Dati estratti:
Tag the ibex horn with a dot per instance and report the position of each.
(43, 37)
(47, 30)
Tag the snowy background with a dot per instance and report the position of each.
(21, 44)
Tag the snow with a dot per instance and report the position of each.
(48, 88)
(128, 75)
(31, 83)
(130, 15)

...

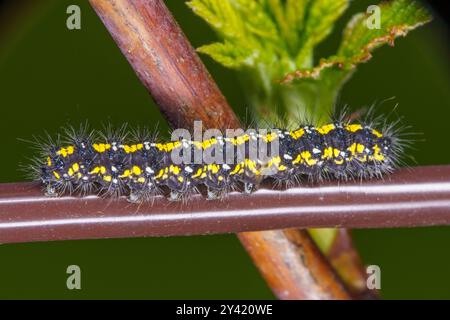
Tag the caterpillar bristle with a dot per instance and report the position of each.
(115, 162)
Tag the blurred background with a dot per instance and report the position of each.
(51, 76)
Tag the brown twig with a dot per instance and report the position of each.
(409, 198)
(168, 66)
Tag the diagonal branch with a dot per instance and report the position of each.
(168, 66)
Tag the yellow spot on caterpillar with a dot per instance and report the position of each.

* * *

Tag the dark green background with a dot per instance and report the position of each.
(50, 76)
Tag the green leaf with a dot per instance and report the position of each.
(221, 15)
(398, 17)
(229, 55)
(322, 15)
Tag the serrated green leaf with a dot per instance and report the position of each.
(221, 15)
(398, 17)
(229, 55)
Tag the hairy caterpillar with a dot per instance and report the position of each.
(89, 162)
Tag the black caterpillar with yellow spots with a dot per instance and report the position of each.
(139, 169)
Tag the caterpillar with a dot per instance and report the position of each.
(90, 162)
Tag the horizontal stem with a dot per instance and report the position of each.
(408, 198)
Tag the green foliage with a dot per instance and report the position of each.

Obiettivo:
Ricopia senza modifiche le voci dalla riga che contiene "Tag the blurred" fino alla riga che contiene "Tag the yellow", incluse entrambe.

Risultato:
Tag the blurred background with a dot per instance and report the position of each.
(51, 76)
Tag the brown twig with a dot per instance and report the position of each.
(409, 198)
(168, 66)
Tag the diagonal branch with a dot per instance and report the position of each.
(168, 66)
Tag the yellow spot on caterpillar with a dot per instance and report the position of each.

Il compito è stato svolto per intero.